*INSTRUÇÃO ESCRITA A*
Indique todas as localidades e territórios designados pelo nome no excerto sobre Gadamael Porto.
*INSTRUÇÃO ESCRITA B*
Prossiga o excerto sobre Gadamael Porto a partir da última frase apresentada.

*EXCERTO*
******

Em Gadamael Porto a situação era cada vez mais complicada , uma vez que os militares do PAIGC já tinham tomado o destacamento de Guileje, após ataques contínuos de artilharia e flagelações de armas ligeiras, chegando mesmo a cercar o destacamento e mantendo a sua guarnição sitiada até à tomada de decisão de abandonar o destacamento por parte do seu Comandante, Coutinho de Lima (3), uma vez que não lhe restava outra alternativa. Não o fazendo correria o risco de as NT serem dizimados pelas forças atacantes que estavam decididas a tomar fde assalto o aquartelamento.

Os ataques geralmente partiam da Guiné Conacri. Após o abandono de Guileje por parte das nossas forças, os homens do PAIGC começaram a bombardear Gadamael Porto, concentrando toda a sua artilharia apontada a este destacamento com a intenção de o tomar de seguida.

No entanto este já se encontrava guarnecido pelas Companhias de Paraquedistas 122 e 123 e, a partir da data acima indicada. pela 121, as quais impediram tal intenção. Mesmo assim foram dias de grande azafama em termos operacionais aonde a segurança era nula. Várias vezes ao dia o destacamento era atacado e não falhavam um único tiro, tornou-se numa situação insuportável. As nossas tropas tinham mais segurança quando andavam fora do destacamento, em patrulhmentos. A nossa missão foi manter a segurança do destacamento, patrulhando e fazendo incursões até junto da fronteira onde o PAIGC tinha instaladas armas antiaéreas e canhões sem recuo. Era dali que atingiam Gadamael Porto e antes Guileje . Durante estes patrulhamentos tivemos um primeiro contacto com as forças do PAIGC sem qualquer problemas para as nossas tropas.

******

*DADOS FORNECIDOS*
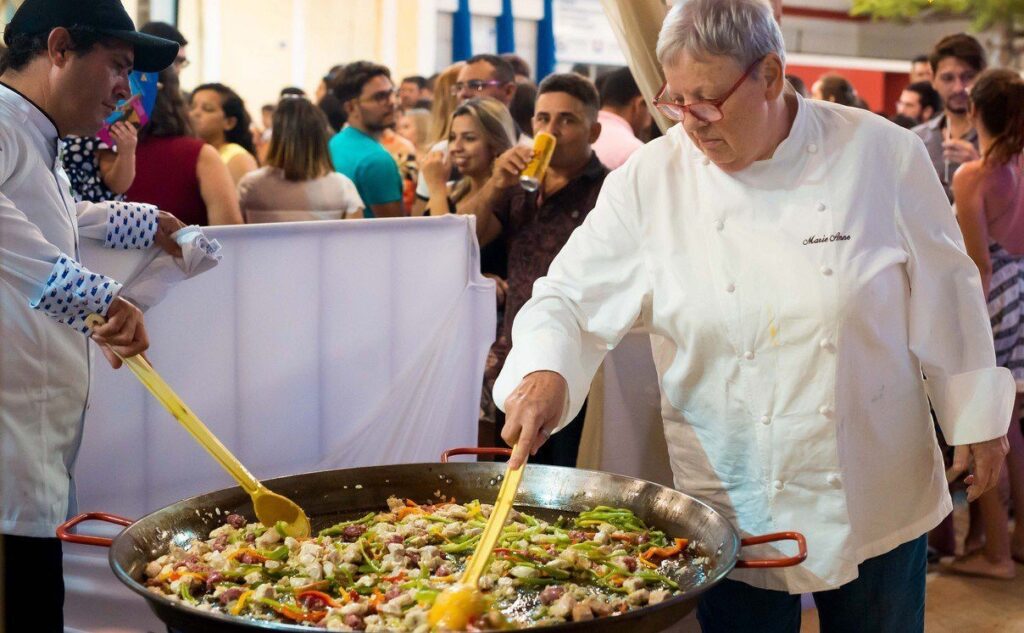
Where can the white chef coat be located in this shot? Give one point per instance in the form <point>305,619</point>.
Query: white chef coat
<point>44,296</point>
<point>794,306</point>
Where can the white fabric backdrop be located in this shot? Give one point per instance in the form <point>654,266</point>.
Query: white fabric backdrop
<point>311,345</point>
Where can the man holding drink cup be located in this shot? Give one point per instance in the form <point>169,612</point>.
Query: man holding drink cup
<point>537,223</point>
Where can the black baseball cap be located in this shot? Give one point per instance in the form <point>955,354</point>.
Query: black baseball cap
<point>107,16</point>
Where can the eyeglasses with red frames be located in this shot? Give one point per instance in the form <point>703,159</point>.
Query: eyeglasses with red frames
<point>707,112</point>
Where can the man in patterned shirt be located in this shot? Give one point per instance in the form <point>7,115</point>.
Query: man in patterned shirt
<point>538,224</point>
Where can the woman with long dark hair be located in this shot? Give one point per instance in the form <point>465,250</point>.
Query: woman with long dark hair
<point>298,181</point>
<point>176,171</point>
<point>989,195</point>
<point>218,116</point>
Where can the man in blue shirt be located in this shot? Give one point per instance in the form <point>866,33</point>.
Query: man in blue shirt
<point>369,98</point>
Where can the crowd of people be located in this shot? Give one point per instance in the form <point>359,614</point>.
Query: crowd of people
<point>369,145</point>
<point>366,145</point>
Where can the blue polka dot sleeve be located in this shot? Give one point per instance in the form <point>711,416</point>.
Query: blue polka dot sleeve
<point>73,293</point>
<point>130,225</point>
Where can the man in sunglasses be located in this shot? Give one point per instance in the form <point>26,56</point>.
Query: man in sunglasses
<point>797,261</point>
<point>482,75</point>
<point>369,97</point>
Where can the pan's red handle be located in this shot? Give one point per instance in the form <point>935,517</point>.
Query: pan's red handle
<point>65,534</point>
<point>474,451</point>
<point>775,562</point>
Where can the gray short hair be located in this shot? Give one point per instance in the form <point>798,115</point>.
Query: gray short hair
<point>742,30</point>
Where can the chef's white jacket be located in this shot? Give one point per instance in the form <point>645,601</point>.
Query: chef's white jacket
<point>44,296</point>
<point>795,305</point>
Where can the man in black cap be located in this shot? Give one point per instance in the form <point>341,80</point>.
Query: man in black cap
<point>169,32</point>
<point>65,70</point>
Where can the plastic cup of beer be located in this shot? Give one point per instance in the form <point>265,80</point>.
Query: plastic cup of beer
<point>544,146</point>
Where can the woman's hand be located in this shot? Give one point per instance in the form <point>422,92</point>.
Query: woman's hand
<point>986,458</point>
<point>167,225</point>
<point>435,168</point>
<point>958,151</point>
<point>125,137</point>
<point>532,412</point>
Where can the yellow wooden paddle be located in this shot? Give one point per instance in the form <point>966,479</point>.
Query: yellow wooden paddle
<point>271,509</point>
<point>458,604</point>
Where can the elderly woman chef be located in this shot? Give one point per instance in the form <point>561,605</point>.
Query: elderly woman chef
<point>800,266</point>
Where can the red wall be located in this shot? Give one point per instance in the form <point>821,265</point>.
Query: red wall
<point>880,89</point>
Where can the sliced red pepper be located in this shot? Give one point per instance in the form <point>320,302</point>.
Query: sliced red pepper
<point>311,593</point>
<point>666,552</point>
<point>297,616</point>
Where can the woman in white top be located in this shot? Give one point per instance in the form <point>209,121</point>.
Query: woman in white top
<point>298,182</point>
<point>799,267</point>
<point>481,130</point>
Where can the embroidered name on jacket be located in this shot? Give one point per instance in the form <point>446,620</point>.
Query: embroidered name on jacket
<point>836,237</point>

******

*RESPOSTA A*
Gadamael Porto, Guileje e Guiné Conacri.

*RESPOSTA B*
13 de Junho de 1973: aliviando a pressão sobre Gadamael

No dia 13 de Junho, de manhã cedo, preparámo-nos para rumar a Gadamael, sendo transportados em Zebros do Destacamento de Fuzileiros Especiais Africanos nº 21, dois grupos de combate sendo colocados nas margens do rio nas proximidades de Gadamael para onde seguimos em patrulhamento depois de serem desembarcados os outros dois grupos de combate da 121 que foram deslocados em LDM. No regresso, as embarcações seguiram para Cacine com os paraquedistas da CCP122, aonde iriam recuperar durante um curto período.

Chegados ao destacamento [ de Gadamael], verificámos que o estado do mesmo era na verdade aterrador, fruto dos constantes ataques, sendo bem visíveis os buracos dos rebentamentos das granadas do IN. Era evidente que quem lá tinha estado anteriormente, tinha passado por uns maus bocados.

As nossas duas companhias de paraquedistas que se encontravam aqui estacionadas estavam em permanentes patrulhamentos no exterior do aquartelamento, indo a este simplesmente para remuniciamento e reabastecimento. Desta forma fomos alargando o raio de acção indo até junto à fronteira, para conseguir referenciar os locais de onde o PAIGC fazia os ataques, para dar indicações à nossa Artilharia e Força Aérea. A impossibilidade de referenciar, por ar, estes alvos, levou-nos a ocupar as zonas em que o IN poderia instalar as suas bases do fogo e deste modo a fazê-lo afastar-se. Foi o que, realmente, veio a acontecer.

A partir desta altura fomos ao encontro dos locais de onde se ouviam os disparos das bocas de fogo e ocupámos essas áreas mesmo junto à fronteira, algumas vezes chegámos mesmo a ultrapassar a linha de fronteira com alguma profundidade - nunca por períodos longos, mas apenas porque havia aí bases de fogo IN. Nunca conseguimos apanhá-los desprevenidos, pois havia sempre forças de infantaria do PAIGC que os alertava com tiros acabando por retardar a nossa progressão.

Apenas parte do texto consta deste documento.